→ **TASK INSTRUCTIONS**
Locate every line in the records below that contains the string "neck" and copy each one.

→ **STORED RECORDS**
--- Begin ---
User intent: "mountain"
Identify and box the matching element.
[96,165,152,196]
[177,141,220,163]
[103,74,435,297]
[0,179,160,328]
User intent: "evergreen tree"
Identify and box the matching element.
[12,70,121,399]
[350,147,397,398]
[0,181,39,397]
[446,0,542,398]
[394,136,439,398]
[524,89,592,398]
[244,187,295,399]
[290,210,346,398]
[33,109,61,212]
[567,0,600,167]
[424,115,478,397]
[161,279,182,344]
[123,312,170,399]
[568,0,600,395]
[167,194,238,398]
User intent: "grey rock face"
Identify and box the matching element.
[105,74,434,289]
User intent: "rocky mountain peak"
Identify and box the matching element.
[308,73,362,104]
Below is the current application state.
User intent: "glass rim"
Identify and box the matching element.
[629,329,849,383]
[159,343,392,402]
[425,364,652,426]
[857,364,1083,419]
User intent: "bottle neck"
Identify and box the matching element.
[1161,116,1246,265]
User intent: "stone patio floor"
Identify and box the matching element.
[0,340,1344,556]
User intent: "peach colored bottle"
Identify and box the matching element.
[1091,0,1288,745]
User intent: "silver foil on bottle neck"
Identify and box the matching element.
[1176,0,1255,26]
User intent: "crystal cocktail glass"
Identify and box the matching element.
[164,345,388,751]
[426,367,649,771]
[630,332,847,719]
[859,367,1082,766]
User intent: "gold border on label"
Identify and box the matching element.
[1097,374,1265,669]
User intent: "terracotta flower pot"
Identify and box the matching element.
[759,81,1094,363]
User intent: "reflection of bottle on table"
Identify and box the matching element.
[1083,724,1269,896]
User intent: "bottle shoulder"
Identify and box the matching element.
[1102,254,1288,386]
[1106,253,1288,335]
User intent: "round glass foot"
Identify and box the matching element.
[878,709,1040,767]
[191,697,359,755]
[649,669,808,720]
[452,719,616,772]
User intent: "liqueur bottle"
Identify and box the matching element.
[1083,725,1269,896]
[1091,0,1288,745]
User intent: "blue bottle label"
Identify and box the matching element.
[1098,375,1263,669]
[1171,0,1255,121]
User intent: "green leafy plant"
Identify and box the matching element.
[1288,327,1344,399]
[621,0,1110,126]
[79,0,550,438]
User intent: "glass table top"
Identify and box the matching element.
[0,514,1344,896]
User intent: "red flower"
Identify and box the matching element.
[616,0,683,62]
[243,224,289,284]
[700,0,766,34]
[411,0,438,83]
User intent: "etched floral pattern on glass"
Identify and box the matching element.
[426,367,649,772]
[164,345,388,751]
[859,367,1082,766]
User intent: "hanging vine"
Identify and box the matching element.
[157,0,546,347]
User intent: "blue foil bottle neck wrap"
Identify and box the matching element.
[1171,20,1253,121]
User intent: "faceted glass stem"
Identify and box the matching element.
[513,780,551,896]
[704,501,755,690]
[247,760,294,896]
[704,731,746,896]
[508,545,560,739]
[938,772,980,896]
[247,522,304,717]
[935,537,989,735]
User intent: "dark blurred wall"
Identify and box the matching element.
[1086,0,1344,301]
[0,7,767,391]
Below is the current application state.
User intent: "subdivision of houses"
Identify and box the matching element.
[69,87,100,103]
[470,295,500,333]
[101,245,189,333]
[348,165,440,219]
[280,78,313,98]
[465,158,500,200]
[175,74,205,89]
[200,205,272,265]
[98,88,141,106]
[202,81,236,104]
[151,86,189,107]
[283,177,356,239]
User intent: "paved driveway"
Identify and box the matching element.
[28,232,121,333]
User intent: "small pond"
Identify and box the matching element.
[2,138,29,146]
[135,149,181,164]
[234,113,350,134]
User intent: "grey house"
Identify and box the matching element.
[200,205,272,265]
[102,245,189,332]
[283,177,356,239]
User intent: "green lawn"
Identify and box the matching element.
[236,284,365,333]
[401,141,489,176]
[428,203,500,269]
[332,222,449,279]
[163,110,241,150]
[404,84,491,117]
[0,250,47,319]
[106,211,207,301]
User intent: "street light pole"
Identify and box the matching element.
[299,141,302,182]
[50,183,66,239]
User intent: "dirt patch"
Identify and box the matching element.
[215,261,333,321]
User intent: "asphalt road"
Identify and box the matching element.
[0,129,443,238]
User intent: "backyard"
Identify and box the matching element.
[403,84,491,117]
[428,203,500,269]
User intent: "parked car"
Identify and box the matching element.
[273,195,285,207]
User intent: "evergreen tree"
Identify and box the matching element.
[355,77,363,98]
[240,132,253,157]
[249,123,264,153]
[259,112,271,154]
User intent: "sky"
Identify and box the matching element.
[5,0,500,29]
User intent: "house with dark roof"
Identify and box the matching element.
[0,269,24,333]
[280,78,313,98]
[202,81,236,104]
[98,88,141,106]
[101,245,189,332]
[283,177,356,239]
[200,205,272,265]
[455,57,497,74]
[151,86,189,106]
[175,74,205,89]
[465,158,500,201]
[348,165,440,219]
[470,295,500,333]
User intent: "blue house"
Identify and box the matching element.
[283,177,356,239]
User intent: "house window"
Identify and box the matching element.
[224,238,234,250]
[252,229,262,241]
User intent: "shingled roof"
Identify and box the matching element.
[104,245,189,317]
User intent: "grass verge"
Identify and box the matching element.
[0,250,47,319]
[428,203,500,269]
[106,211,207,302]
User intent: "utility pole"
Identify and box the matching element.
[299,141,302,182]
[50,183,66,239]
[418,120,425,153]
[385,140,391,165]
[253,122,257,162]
--- End ---
→ **WRITTEN ANSWER**
User intent: "bottle neck"
User intent: "silver foil on bottle neck"
User intent: "blue foil bottle neck wrap"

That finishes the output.